## Exercise requirements
Beginning with the line that holds "Where can the camouflage uniform", set down each line of the data below through the very last, exactly as given, and nothing beyond that.
╭─ Material provided
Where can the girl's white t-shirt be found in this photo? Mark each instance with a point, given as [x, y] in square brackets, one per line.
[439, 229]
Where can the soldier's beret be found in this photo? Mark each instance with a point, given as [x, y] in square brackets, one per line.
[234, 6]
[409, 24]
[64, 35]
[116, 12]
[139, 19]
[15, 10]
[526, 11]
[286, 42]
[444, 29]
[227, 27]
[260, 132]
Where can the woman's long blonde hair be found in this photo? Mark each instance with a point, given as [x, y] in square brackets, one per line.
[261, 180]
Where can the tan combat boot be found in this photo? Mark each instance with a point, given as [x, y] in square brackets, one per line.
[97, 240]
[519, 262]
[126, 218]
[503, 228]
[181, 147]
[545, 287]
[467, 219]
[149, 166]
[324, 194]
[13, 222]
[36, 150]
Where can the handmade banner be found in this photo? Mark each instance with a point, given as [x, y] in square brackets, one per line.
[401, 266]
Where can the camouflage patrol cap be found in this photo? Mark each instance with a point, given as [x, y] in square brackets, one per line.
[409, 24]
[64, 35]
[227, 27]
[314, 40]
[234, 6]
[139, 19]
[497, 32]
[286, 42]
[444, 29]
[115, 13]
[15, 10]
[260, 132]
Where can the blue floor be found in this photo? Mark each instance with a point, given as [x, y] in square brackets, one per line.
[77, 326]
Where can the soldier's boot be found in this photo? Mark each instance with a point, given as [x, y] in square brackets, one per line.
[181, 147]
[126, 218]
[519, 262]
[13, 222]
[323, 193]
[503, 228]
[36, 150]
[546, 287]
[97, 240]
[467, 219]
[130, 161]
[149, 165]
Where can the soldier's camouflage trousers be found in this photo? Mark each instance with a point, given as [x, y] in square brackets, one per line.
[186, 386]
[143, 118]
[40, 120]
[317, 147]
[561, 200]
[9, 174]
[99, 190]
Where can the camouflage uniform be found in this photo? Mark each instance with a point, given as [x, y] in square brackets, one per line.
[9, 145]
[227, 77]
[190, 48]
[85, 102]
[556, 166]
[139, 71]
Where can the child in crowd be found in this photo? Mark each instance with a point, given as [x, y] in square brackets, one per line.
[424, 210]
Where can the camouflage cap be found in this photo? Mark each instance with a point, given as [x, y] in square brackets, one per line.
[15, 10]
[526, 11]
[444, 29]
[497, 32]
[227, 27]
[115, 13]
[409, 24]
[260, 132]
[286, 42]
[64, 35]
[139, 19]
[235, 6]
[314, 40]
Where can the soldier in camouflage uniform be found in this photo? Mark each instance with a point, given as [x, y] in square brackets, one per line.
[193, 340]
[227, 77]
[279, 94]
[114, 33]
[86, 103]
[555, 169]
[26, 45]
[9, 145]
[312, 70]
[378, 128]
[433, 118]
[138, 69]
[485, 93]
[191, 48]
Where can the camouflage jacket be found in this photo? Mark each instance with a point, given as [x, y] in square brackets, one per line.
╰─
## Final answer
Where can the camouflage uniform be found in this photo? Mark each instance with a point, given as [x, y] in square brackets, one per line.
[9, 145]
[227, 77]
[190, 48]
[85, 102]
[556, 166]
[139, 71]
Where can the child in crowd be found in this photo? Mark each instance with a point, given as [x, y] in square brackets, one per line.
[424, 210]
Where can the camouflage cap be found in this photo? Mark each instance with a point, given as [x, y] in square brackets, one per line.
[15, 10]
[526, 11]
[444, 29]
[497, 32]
[227, 27]
[115, 13]
[409, 24]
[260, 132]
[286, 42]
[64, 35]
[139, 19]
[235, 6]
[314, 40]
Where can the soldier in camouflage uniform be found in this photo? Mark each instance with a point, given as [x, y] in square brackets, one per line.
[193, 340]
[227, 77]
[279, 94]
[114, 33]
[86, 103]
[555, 169]
[26, 45]
[9, 145]
[312, 70]
[378, 128]
[433, 118]
[138, 69]
[485, 93]
[191, 48]
Where can the camouflage jacket be found in this photo? Mark each instance with a point, given as [x, y] in square brackets, one per line.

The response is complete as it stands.